* [Task to carry out]: Leave the pictures out and print every record below exactly as it stands.

* [Material]:
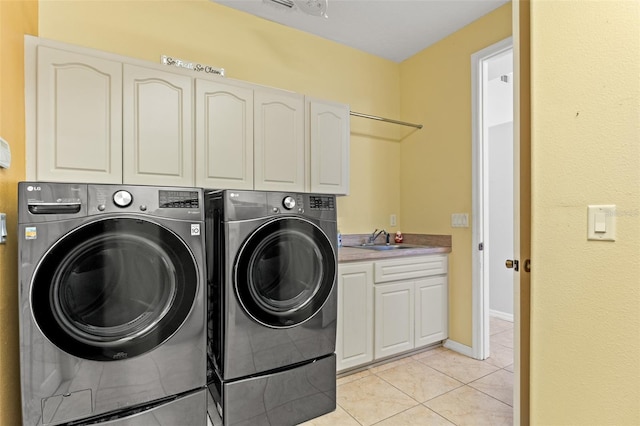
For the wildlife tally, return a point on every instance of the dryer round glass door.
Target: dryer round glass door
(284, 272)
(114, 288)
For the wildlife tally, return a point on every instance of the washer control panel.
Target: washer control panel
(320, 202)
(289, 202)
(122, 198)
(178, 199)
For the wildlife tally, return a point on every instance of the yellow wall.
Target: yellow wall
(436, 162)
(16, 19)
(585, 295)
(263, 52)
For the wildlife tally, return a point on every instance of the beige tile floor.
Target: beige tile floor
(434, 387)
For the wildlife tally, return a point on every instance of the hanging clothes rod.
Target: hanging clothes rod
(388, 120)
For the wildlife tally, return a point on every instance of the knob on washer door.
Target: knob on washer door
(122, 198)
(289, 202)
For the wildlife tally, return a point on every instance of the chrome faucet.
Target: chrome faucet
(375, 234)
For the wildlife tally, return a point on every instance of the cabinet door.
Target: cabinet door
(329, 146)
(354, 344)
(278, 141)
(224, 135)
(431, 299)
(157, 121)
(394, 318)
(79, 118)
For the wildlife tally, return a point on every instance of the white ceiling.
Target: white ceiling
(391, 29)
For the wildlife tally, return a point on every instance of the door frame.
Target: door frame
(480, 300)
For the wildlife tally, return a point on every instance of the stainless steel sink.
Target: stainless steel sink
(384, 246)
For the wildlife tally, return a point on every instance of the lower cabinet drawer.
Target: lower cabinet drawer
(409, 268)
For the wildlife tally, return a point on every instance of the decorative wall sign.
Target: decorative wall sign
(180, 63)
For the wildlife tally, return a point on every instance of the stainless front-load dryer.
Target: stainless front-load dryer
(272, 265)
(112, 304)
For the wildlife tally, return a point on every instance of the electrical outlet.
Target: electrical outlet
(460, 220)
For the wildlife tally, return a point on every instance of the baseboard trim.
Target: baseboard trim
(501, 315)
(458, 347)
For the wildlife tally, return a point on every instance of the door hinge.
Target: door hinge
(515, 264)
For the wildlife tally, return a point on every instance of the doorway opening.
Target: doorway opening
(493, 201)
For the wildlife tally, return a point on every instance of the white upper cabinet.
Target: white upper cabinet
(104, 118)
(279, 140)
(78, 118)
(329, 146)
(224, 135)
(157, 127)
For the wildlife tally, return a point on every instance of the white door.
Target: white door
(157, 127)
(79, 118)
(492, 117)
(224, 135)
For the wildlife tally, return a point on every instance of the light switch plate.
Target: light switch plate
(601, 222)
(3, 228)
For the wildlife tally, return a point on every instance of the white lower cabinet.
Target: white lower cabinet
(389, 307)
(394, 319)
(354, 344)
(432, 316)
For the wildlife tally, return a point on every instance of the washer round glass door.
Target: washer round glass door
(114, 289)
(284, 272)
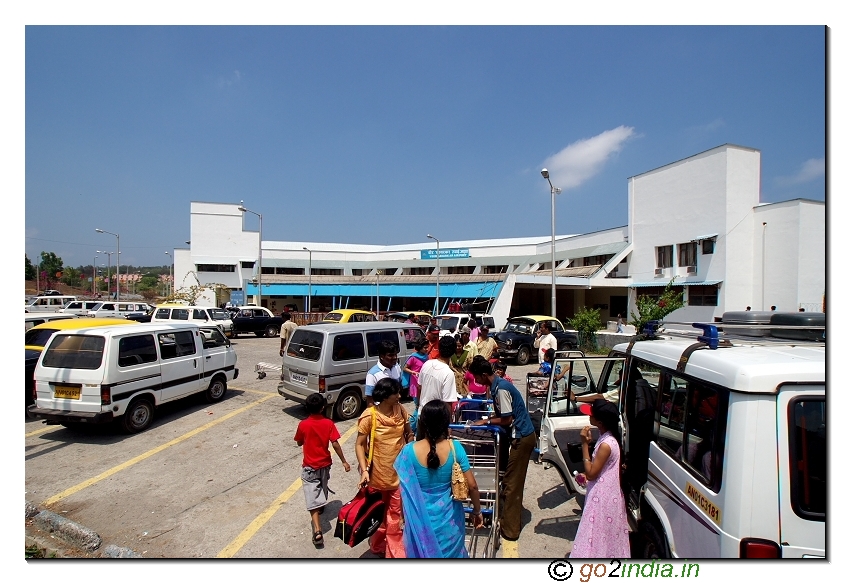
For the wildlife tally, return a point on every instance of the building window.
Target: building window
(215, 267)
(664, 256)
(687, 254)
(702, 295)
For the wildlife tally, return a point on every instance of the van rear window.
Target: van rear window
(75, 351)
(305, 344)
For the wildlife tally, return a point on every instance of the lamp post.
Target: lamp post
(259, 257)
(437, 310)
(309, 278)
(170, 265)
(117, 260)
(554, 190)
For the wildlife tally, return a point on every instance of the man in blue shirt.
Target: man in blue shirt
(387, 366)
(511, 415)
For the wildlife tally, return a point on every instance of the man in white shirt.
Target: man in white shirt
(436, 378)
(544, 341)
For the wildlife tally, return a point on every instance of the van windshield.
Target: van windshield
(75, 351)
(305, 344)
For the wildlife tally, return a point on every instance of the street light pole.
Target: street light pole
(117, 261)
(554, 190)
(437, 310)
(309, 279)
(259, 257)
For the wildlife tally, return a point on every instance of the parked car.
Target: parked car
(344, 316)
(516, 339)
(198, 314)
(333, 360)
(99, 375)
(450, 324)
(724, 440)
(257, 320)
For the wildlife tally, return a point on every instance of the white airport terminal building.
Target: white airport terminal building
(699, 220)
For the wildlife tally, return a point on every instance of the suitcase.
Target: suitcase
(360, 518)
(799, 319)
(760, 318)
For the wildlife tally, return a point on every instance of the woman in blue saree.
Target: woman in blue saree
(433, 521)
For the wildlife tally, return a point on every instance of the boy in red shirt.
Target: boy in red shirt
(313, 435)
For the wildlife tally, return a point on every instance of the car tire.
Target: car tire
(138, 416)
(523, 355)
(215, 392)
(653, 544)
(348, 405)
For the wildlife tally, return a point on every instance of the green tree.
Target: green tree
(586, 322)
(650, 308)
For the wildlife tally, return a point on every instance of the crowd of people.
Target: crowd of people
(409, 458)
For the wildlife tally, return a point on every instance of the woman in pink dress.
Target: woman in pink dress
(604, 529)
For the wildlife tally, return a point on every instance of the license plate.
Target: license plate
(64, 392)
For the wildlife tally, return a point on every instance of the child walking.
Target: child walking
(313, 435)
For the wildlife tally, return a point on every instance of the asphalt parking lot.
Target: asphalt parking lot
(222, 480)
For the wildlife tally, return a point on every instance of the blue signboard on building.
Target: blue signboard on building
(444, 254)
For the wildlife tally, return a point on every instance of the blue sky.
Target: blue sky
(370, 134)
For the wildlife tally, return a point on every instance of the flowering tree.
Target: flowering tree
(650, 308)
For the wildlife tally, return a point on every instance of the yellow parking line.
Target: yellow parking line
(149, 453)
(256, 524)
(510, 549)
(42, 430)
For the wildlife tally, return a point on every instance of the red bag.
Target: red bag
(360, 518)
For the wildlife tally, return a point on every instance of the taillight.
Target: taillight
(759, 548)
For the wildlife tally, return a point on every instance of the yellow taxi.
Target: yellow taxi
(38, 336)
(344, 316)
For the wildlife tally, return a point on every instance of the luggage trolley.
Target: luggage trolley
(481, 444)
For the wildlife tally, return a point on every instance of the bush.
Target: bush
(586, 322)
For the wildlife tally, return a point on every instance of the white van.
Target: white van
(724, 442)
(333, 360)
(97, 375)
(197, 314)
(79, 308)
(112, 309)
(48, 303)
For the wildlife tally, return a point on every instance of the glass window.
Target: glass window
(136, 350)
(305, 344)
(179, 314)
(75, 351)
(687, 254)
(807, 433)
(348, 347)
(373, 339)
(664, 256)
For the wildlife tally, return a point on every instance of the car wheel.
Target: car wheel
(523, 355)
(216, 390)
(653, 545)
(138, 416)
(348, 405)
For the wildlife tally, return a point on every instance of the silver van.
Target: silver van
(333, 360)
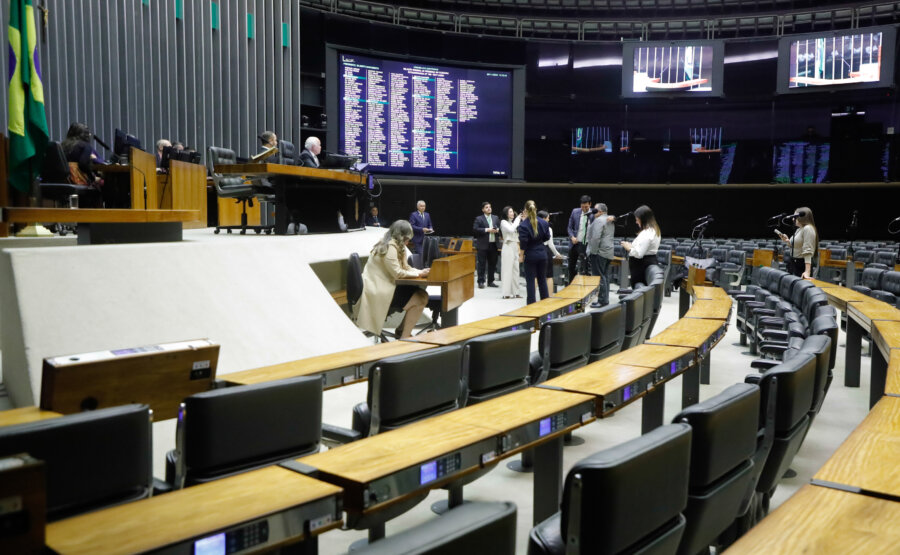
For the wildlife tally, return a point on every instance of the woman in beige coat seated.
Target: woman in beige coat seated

* [Response to this exercise]:
For the wildlife tally, return a point on every instance of the dryer round glass door.
Target: dryer round glass door
(284, 272)
(114, 288)
For the wildlife tally, return a point on every instance of the washer control panel.
Target: washer control panel
(320, 202)
(289, 202)
(122, 198)
(178, 199)
For the wildlife tally, return a point on every instance of the yellow wall.
Target: yellow wall
(436, 162)
(16, 19)
(585, 295)
(263, 52)
For the wildlife tally, return a point on every instance of the beige tile floor.
Target: beige tile floor
(434, 387)
For the wildlife tally, return a point on every instance of the hanging clothes rod.
Target: hanging clothes rod
(388, 120)
For the wildlife tally, return a point on every instance of the knob on washer door.
Target: knob on washer door
(122, 198)
(289, 202)
For the wildlife tally, return a point on every instance of the chrome faucet.
Target: chrome faucet
(375, 234)
For the wildlife tally, return a point on every instance of the cabinet door.
Target: cabinet door
(329, 146)
(354, 344)
(278, 141)
(224, 135)
(431, 299)
(157, 121)
(394, 318)
(79, 118)
For the wildlife tally, return a point on every instance of the white ceiling.
Target: white ceiling
(391, 29)
For the wildlife tally, return a point on every instance of the door frame.
Target: door frame
(480, 300)
For the wildlife tally, return a point on every instance of the stainless steel sink.
Target: stainless steel sink
(384, 246)
For the wildlife tally, return a point on every instance of the lower cabinet drawer.
Target: lower cabinet drawer
(409, 268)
For the wildlife tally, return a point on every instance of the decorative wall sign.
Target: decorative wall sign
(180, 63)
For the wildlife tally, return a point on every instance of the stainless front-load dryer.
Target: stainless front-load dryer
(272, 265)
(112, 304)
For the wildlife tally, return a point on every instance of the electrical outlet.
Target: electrical outlet
(460, 220)
For the wildlife tally, return a point on every instance of the baseboard trim.
Target: baseboard trim
(501, 315)
(458, 347)
For the wildlife tally, return a point on every instance of the door hinge.
Target: door hinge
(515, 264)
For the wildlife tally, return a point on every instance of the doorway opening.
Target: doorway opening
(493, 201)
For the wildlife tally, return a point on every instance of the white upper cabinet.
Target: white upper cabinet
(104, 118)
(279, 140)
(78, 118)
(329, 146)
(224, 135)
(157, 127)
For the wildlife tally, return a point on every instance of the white door.
Target: white door
(157, 127)
(79, 118)
(492, 117)
(224, 135)
For the wildlife tally, return a point on every instance of the light switch plate.
Target: light switch plate
(601, 222)
(3, 228)
For the wildlife tally, return a point on every instance of the white lower cabinet.
Target: white lower cabinet
(389, 307)
(394, 319)
(354, 344)
(432, 316)
For the wildlife tally, return a point on every instance of the washer round glass door.
Target: washer round glass door
(114, 289)
(284, 272)
For the wildlife tally, return a point on every instance of the building window.
Target: building window
(215, 267)
(664, 256)
(687, 254)
(702, 295)
For the wildlife tally, return a point on every instance of the van rear window.
Target: van rear window
(75, 351)
(305, 344)
For the wildlife tally, return a point on every instance of the lamp post.
Target: lamp post
(259, 257)
(437, 310)
(309, 278)
(170, 265)
(117, 260)
(554, 190)
For the wildlife tally, return a point on every instance of the man in blue shirt.
Target: man in blue shirt
(387, 366)
(511, 415)
For the wildlife tally, return a point on every instance of the man in white shirt.
Target: man in white shirt
(436, 378)
(544, 341)
For the wildlife tally, return a point on every instance of the van windshield.
Target: van windshield
(75, 351)
(305, 344)
For the wildlife tally, return a point on every instance of the street light pole.
Target: street light pole
(117, 261)
(554, 190)
(437, 310)
(309, 279)
(259, 257)
For the wildlife tally, return a point on every instance of the parked car.
Target: parked car
(344, 316)
(516, 339)
(198, 314)
(333, 360)
(99, 375)
(450, 324)
(724, 440)
(257, 320)
For the wildlife tally, return a point on every instance of the white airport terminal building.
Target: white airport terminal building
(699, 220)
For the wildlife tally, return a point on every instance of the suitcase.
Target: suitcase
(360, 518)
(799, 319)
(760, 318)
For the wildlife tally, return a point on every instance of the woman in blue saree.
Target: woman in blue saree
(433, 521)
For the wildlife tally, return a point on every instance of the boy in red shirt.
Target: boy in red shirt
(313, 435)
For the wildlife tally, return a point on every instance of the car tire.
Target: car tire
(138, 416)
(523, 355)
(215, 392)
(653, 544)
(348, 405)
For the wildlife tally, return a point on every instance of the green tree.
Target: green tree
(586, 322)
(650, 308)
For the wildlife tally, return a point on every instance of the crowd of people.
Target: crowd of people
(409, 458)
For the wildlife tally, return a point on every instance of the woman in pink dress.
Target: woman in pink dress
(604, 529)
For the wildlife tally, return a point on every instance of the license plate.
Target: license plate
(64, 392)
For the wildlife tally, return a point on every instance of the child walking.
Target: child walking
(313, 435)
For the wildlife tally, return a point on every instance of the asphalt parking lot.
Target: asphalt parking lot
(222, 480)
For the wildlife tally, return a point on every instance of the blue signboard on building.
Target: blue signboard on building
(444, 254)
For the wildlife tally, return a point on every instance of the blue sky.
Target: blue sky
(370, 134)
For the wildlife tally, return a point on every instance of the flowering tree.
Target: flowering tree
(650, 308)
For the wildlife tally, return a point on every instance of the yellow parking line.
Target: yellow parking line
(149, 453)
(256, 524)
(510, 549)
(42, 430)
For the wildlife tally, return a point on every instance of the red bag.
Target: red bag
(360, 518)
For the wildlife tally, return a point on every instance of the taillight.
Target: taillight
(759, 548)
For the wildlife tally, return a point on every instance of the yellow taxi.
Target: yellow taxi
(38, 336)
(344, 316)
For the wildlife tally, return a point on every instance of the luggage trolley.
Target: luggage trolley
(481, 444)
For the wildlife tally, return a point on every instance of the bush.
Target: bush
(586, 322)
For the wildlife tally, return a point on every instance of the white van.
Target: white van
(724, 442)
(333, 360)
(97, 375)
(197, 314)
(79, 308)
(112, 309)
(48, 303)
For the wildlife tally, return a point on every instance of the glass window.
Target: glass window
(136, 350)
(305, 344)
(179, 314)
(75, 351)
(687, 254)
(807, 433)
(348, 347)
(373, 339)
(664, 256)
For the wildlife tally, return a point on every instance of the car wheel.
Target: car wheel
(523, 355)
(216, 390)
(653, 545)
(138, 416)
(348, 405)
For the wildlife tally, return a point on every instance of the silver van.
Target: silver van
(333, 360)
For the wildlife tally, return a point on every instance of the woman in beige coat seated.
Target: woman in beige coat seated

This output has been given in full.